Saved entries

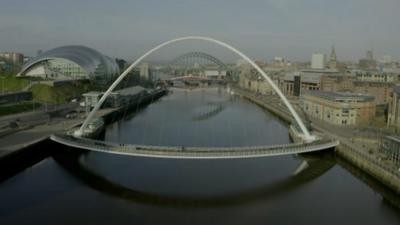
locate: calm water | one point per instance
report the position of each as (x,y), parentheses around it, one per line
(96,188)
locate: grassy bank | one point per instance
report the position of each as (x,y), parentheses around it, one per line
(58,95)
(12,83)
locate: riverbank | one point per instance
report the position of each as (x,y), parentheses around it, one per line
(356,155)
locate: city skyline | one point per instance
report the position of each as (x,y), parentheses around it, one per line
(261,29)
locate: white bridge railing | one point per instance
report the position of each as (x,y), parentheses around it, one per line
(193,152)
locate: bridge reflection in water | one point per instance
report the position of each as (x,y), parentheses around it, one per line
(315,168)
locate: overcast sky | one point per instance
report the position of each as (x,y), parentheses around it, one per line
(262,29)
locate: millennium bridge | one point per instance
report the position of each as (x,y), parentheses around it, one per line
(181,152)
(308,142)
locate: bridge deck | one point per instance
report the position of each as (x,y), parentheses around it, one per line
(193,152)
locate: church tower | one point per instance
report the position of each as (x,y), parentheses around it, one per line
(333,59)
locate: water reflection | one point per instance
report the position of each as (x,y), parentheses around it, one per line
(316,168)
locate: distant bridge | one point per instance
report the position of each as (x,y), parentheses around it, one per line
(182,152)
(309,142)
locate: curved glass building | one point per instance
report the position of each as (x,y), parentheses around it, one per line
(72,62)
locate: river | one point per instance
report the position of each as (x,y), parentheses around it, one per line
(97,188)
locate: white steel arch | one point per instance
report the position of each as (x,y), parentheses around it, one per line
(307,137)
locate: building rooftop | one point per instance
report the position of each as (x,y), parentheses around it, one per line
(396,88)
(337,96)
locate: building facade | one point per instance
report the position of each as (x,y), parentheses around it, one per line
(394,108)
(339,108)
(14,57)
(72,62)
(390,146)
(318,61)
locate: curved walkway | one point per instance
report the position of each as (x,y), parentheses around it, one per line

**WORK INSTRUCTIONS**
Your answer must be the lines above from the one containing "locate: white steel" to the one containing "locate: building rooftop", both included, restated word for word.

**SOLUTION BELOW**
locate: white steel arch | one point per instance
report the position of each as (x,y), parentheses around it, one per line
(307,137)
locate: building rooftop | one point per instance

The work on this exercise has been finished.